* **Ejercicio 1**
¿Qué equipos de protección se enumeran en el texto sobre la consulta de urgencias?
* **Ejercicio 2**
Continúa el texto sobre la consulta de urgencias a partir de su última frase.

* **Texto de la página**
###

Cuando llego a casa, meto toda la ropa en una bolsa para lavar, y me ducho, dejando que el agua se lleve todo lo que se ha depositado en mi piel durante las horas de trabajo en la consulta. Pero después del ritual de limpieza externa, me doy cuenta de que hay otras historias que se han ido depositando en mí, y como llegan adentro, no se van, ni si quiera con un exhaustivo lavado con agua y jabón.

Y es que, a pesar de que en consulta de urgencias la relación con el paciente es más breve, sí que se percibe mucho del temor, de la situación en su familia, en su hogar… Tenemos protocolos establecidos para saber discriminar mejor quiénes pueden volver a casa, y quiénes es mejor que se controlen más de cerca. Pero no los hay para acoger sus preocupaciones, su dolor por la pérdida de seres queridos, la gestión de su enfermedad en el entorno familiar (cuando el aislamiento no es tan posible), las despedidas entre parejas, padres e hijos, hermanos… No sirve el tacto, y tampoco la calidez, te sabes frío, protegido tras los equipos (necesarios): guantes, mascarillas, gorro, gafas, bata…

Por eso pido que mis ojos digan. Pido al Señor que sea capaz de mirar como Él en medio de todo esto. Que mi mirada acoja y abrace. Y que sepa transmitir el agradecimiento por lo que me he ido encontrando, personas pacientes, que tras horas de espera dan las gracias, que escuchan y aceptan.

###

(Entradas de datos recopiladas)
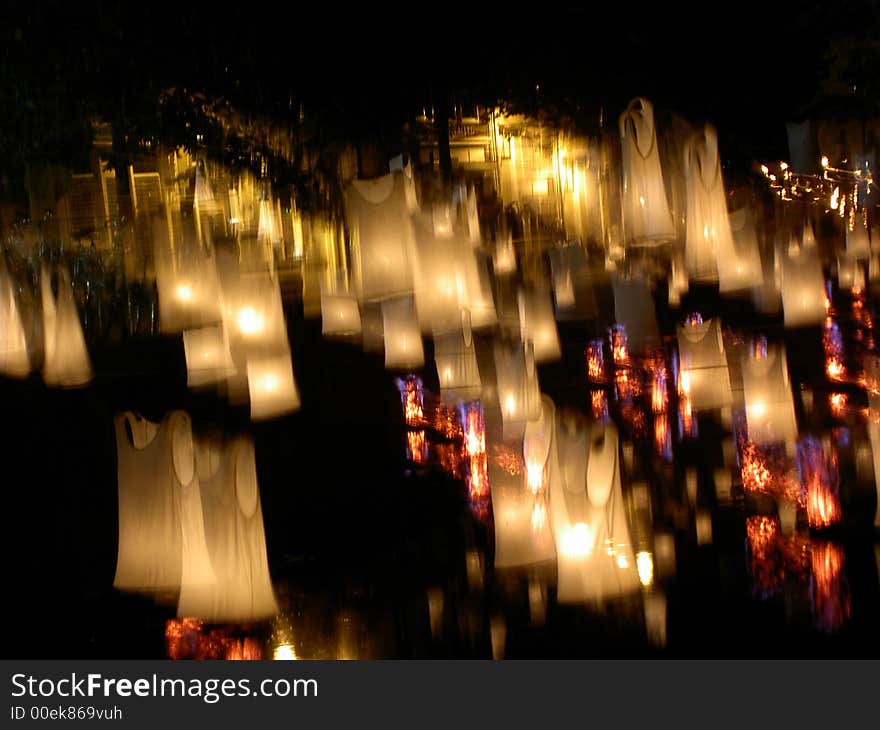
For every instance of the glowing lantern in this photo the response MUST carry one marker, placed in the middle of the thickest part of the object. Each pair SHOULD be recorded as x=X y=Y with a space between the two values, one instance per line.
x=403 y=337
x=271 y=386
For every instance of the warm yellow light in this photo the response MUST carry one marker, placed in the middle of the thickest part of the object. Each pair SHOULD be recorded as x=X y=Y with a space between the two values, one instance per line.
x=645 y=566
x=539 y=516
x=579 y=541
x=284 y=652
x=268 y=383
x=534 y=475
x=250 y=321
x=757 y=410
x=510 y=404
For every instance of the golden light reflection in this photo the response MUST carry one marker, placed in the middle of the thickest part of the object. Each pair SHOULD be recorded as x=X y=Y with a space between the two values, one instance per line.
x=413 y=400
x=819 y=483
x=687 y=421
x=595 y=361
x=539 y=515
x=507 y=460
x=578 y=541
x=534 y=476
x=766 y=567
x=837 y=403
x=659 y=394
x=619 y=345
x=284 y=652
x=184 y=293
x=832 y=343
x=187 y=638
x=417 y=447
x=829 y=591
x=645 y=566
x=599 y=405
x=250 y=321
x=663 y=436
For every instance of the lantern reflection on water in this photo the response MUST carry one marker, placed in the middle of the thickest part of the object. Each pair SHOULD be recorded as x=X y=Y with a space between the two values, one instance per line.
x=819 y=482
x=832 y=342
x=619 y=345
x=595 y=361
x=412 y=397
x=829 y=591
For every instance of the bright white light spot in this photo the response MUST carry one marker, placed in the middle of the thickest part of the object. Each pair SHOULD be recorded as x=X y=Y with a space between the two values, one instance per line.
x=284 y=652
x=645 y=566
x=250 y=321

###

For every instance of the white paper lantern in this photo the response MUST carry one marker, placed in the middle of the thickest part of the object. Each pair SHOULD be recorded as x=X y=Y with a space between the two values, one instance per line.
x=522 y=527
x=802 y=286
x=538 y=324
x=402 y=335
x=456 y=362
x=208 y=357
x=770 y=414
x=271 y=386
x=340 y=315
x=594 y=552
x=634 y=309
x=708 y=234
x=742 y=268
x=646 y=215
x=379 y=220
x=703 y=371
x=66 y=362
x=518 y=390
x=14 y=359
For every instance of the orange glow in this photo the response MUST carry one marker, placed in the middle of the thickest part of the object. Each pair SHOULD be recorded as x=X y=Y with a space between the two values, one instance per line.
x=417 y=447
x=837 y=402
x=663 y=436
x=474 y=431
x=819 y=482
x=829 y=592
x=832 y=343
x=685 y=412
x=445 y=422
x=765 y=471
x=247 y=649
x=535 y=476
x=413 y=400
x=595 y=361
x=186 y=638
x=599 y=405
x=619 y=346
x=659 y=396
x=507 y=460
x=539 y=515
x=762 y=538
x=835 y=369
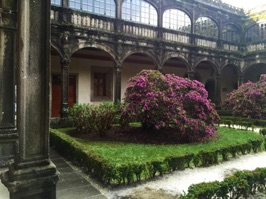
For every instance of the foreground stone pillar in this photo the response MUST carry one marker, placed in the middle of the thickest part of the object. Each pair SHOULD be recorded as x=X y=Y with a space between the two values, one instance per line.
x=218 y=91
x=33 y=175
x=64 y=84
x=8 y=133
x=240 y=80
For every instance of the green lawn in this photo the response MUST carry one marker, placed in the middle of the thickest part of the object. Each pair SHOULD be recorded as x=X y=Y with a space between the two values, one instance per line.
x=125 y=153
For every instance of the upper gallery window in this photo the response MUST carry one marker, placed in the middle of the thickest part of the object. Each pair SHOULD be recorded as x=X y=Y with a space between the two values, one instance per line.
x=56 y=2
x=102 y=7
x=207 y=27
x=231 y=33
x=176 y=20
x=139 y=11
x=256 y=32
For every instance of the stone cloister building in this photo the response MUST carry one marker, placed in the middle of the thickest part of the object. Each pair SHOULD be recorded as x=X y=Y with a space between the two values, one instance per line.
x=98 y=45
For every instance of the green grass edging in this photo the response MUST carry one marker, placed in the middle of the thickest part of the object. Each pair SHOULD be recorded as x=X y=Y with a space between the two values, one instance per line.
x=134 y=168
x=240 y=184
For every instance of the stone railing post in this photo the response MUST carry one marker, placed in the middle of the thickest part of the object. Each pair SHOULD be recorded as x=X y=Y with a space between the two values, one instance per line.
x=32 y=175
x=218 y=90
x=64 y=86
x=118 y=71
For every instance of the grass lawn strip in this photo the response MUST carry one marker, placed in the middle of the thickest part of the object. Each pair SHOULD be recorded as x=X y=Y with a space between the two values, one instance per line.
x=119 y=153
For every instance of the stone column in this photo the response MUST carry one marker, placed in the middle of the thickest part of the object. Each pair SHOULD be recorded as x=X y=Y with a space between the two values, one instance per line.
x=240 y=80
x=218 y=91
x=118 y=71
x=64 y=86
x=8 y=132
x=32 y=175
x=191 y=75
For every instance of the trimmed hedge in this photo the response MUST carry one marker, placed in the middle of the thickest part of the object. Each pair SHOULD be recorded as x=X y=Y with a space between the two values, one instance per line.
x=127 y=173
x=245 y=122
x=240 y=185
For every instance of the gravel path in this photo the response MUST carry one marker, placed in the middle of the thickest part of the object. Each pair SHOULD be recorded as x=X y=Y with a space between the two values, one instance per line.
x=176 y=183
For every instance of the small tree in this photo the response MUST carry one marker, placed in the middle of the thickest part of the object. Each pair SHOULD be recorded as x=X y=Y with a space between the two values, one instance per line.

###

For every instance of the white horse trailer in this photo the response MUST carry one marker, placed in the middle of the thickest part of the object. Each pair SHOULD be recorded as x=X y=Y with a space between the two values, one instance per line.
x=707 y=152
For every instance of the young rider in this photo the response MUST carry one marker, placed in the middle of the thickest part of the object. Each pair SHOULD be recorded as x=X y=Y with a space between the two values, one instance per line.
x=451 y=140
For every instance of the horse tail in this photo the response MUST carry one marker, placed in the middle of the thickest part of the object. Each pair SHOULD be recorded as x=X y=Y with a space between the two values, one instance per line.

###

* **Respuesta 1**
Guantes, mascarillas, gorro, gafas y bata.

* **Respuesta 2**
Hay momentos malos, de mucha carga. Situaciones complejas, como compleja es la vida. Pero cuando llego a casa y hago todo el ritual, que el agua y jabón no se lleve sus vidas, para que cuando la superficie esté limpia, lo esencial se mantenga, y esos rostros con su historia, se conviertan en sagrado con el gesto.